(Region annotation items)
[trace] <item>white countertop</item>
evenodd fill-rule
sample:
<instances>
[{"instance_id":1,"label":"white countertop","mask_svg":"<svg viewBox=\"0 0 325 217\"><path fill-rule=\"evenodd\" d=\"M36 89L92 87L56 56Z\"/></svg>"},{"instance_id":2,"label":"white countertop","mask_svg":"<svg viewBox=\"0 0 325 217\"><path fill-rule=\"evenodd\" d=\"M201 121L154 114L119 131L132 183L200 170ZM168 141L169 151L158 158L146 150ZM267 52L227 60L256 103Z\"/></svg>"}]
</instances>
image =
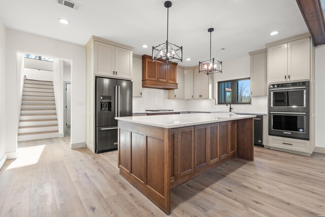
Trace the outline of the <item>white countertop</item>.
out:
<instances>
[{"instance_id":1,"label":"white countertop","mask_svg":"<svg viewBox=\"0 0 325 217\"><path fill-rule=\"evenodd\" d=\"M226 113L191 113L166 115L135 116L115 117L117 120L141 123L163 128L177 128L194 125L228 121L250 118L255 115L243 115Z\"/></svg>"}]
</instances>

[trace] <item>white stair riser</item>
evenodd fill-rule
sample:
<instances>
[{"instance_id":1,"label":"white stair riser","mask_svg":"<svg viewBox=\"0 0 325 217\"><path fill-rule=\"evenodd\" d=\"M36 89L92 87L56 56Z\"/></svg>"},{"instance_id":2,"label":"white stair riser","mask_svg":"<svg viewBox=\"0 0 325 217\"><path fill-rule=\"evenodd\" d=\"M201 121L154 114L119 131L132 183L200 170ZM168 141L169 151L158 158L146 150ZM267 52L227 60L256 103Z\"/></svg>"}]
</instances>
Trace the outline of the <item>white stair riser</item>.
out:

---

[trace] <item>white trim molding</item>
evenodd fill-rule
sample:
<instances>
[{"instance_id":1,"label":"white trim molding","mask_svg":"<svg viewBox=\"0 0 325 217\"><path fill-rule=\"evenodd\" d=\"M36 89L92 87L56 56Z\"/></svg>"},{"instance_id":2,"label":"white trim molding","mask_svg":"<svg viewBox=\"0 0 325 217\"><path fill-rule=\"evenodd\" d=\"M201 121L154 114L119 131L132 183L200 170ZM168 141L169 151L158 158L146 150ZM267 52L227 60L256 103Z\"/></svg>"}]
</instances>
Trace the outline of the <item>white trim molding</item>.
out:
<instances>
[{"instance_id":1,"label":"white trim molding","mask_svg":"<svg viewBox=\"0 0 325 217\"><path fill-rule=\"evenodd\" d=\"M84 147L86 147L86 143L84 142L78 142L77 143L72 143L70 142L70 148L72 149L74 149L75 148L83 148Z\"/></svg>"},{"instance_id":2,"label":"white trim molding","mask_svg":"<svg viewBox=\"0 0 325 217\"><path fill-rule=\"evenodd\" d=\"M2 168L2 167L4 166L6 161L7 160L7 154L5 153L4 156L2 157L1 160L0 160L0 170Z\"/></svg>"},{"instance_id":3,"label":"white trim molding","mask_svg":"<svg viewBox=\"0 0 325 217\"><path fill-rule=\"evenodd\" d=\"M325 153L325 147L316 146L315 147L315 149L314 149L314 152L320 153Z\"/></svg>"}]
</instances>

**To do:** List every line in the items above that contains the string "stair", treating uppercase and lowercase as different.

**Full answer:**
[trace] <item>white stair riser</item>
[{"instance_id":1,"label":"white stair riser","mask_svg":"<svg viewBox=\"0 0 325 217\"><path fill-rule=\"evenodd\" d=\"M36 89L92 87L56 56Z\"/></svg>"},{"instance_id":2,"label":"white stair riser","mask_svg":"<svg viewBox=\"0 0 325 217\"><path fill-rule=\"evenodd\" d=\"M201 121L154 114L119 131L132 183L200 170ZM168 141L169 151L158 158L146 150ZM267 52L227 60L256 103Z\"/></svg>"}]
Trace the outline of the <item>white stair riser</item>.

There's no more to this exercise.